--- Begin ---

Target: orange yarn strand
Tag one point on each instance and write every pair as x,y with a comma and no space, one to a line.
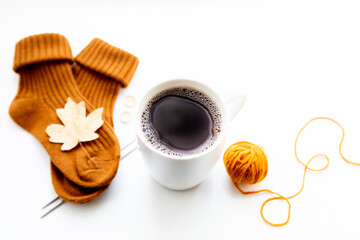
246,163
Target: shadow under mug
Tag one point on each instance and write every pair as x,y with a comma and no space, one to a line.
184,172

--- End ---
--- Begin ---

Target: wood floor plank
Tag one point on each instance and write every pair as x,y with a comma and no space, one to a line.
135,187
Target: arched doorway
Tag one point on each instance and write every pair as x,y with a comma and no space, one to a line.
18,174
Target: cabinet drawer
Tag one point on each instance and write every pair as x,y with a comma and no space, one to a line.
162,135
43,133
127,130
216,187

--- End ---

= DIRECTION =
Count the lines of the material above that contain the word "Target", and reply with the number alone.

= RESULT FOR THIS EXERCISE =
5